• _Kutipan Teks_
━━━
Itu semua lahir karena persepsi dia (sikap) dan instusi (niat) menjadi motor
penggerak dia melakukan sesuatu. Sesuatu itu di dasarkan pada positif atau
negatifnya dia melihat itu, positif dan negatifnya bagaimana masyarakat itu
merespon. Dalam serangkaian proses kognitif ini ada hal yang mungkin terjadi
yang dinamakan disonansi kognitif. Dimana niat seseorang tidak sesuai seperti
apa yang masyarakat harapkan. Ini terjadi pada mereka yang mempunyai kelainan
seksual. Mereka menganggap itu alamiah tidak mereka inginkan namun terjadi
begitu saja, tetapi masyarakat punya label untuk kelainan sesksual sebagai hal
yang menyimpang. Di barat ketidaknyamanan ini mampu untuk dikeluarkan dalam
sehingga individu itu menjadi bebas. Ikutlah mereka LGBT. Dalam masyarakat kita
tekanan sosial punya pengaruh yang sangat besar pada perilaku itu. Sehingga
tidak nampak, dan seseorang yang punya kelainan tersebut lebih memilih
memendamnya. Dalam kasus pelakor ini boleh jadi tindakan ini keluar karena
mereka tidak dapat menahan ketidaknyaman itu sehingga norma yang mengatakan
merebut lelaki orang itu adalah salah mampu mereka dobrak.
Sosiologi
melihat ini lebih atas lagi. Melihat kata pelakor ini dari segi kelompok
perempuan. Sepertinya kemunculan plakor ini tidak hanya masalah rumit untuk
cinta itu sendiri. Akan tetapi ini menjadi rumit lagi untuk perempuan (Sebagai
aktor cinta itu sendiri). Sebuah definisi yang merugikan perempuan dan terus
menunjuk perempuan itu selalu dalam posisi termarjinalkan. Sebagai pesolek,
sebagai perayu dan lain sebaginya yang menunjukkan konotasi makna yang negatif.
━━━
• _Yang Diminta_
A: Tentukan apakah setiap pernyataan berikut sesuai dengan teks tentang pelakor. Jawab ya atau tidak untuk masing-masing, lalu kutip kata-kata penentunya dari teks. (i) Disonansi kognitif terjadi ketika niat seseorang tidak sesuai dengan harapan masyarakat. (ii) Dalam masyarakat kita, tekanan sosial hanya sedikit memengaruhi perilaku itu. (iii) Sosiologi melihat kata pelakor dari segi kelompok laki-laki.
B: Tuliskan lanjutan teks tentang pelakor, dimulai setelah kalimat terakhirnya.

• _Materi yang Disediakan_
━━━
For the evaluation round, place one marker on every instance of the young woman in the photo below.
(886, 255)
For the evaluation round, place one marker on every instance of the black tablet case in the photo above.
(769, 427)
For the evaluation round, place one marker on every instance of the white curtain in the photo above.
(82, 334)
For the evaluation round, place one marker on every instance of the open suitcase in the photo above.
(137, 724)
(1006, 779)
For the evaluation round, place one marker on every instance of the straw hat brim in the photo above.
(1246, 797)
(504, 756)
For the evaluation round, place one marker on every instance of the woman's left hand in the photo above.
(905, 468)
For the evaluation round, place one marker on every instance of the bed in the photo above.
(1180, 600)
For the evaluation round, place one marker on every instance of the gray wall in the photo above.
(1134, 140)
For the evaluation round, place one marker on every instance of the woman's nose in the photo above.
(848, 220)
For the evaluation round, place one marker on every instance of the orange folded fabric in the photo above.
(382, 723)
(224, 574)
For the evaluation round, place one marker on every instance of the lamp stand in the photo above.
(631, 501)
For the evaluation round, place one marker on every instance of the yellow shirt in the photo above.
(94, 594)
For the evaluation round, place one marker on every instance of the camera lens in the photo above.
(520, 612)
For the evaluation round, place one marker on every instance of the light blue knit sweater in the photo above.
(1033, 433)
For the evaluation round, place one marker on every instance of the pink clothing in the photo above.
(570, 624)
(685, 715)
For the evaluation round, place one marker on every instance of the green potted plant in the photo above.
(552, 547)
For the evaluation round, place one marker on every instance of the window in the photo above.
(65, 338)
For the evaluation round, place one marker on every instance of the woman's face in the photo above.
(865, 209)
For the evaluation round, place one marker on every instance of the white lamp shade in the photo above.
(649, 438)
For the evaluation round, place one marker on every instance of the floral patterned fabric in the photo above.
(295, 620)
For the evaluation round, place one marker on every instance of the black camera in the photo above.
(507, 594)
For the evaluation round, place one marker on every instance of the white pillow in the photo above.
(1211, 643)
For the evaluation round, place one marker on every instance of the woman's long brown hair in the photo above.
━━━
• _Kumpulan Jawaban_
A:
(i) Ya: "Dimana niat seseorang tidak sesuai seperti apa yang masyarakat harapkan."
(ii) Tidak: "tekanan sosial punya pengaruh yang sangat besar pada perilaku itu."
(iii) Tidak: "Melihat kata pelakor ini dari segi kelompok perempuan."

B:
Padahal
beberapa hari lalu hari perempuan internasional itu ramai diperingati. Beberapa
hari yang lalu pula di Bandung gerakan perempuan terlihat sangat meyakinkan. Akan
tetapi harapan-harapan perempuan seperti tidak menemukan telinga yang tepat
untuk menjadi pendegar. Hari ini pun fakta mengkhawatirkan masih terjadi di
berbagai daerah tentang jejaring kelekatan, kasih sayang dan seks. Ketiganya
kadang punya kadar yang berlebihan.
Menurut
catatan komnas perempuan tahun 2017 terdapat 259 ribu kekerasan terhadap
perempuan di seluruh Indonesia menyangkut masalah fisik, psikis dan ekonomi
secara personal. Dalam rumah tangga terjadi sekitar 5.700 an kasus, 2.100 kasus
kekerasan dalam pacaran, 1.700 pada anak perempuan, dan angka yang masih tinggi
terjadi pada kasus pemerkosaan sekitar 1.300 an kasus dan pencabulan 1.200an
kasus. Gambaran tersebut memproyeksikan betapa mengkhawatirkannya kondisi
perempuan hari ini. Sosiologi pun menemukan tempatnya untuk menjelaskan hal ini
bahwa sekecil kata plakor menjadi stigma global untuk kembali menggeser
perempuan pada jurang marjinalisasi, subordinasi dan streotype yang negatif.
Catatan
ini terlalu singkat untuk menjelaskan cinta, perempuan dan kekerasan dengan
baik dan komprehensif. Pada akhirnya cinta selalu menjadi misteri paling hebat
untuk dipelajari. Beberapa mitologi mencatat bahwa huru-hara tentang peperangan
dan tentang kerusakan boleh jadi justru terjadi karena masalah pasangan. Perang
mahabrata, ramayana, legenda tangkuban perahu, dan legenda-legenda lainnya
serta kisah nyata juga turut mengukir sejarah yang berpola untuk diketahui. Di
sisi lain naskah-naskah ini pula yang membentuk konstruksi masyarakat bagaimana
memandang perempuan itu. Sejatinya perempuan adalah mulia, dan laki-laki adalah
mulia. Kemuliaan itu di dapat manakala mereka memuliakan (dalam tanda kutip)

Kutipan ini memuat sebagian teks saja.